### WHAT THE TASK REQUIRES
Please copy each of the following entries word for word.

Rows from a dataset
........
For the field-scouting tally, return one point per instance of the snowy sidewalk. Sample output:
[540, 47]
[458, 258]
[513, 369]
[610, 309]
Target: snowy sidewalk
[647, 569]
........
### RESPONSE TO THIS TASK
For the field-scouting tally, return one point per instance of the snowy sidewalk. Sample output:
[540, 47]
[458, 258]
[513, 369]
[610, 309]
Target: snowy sidewalk
[647, 569]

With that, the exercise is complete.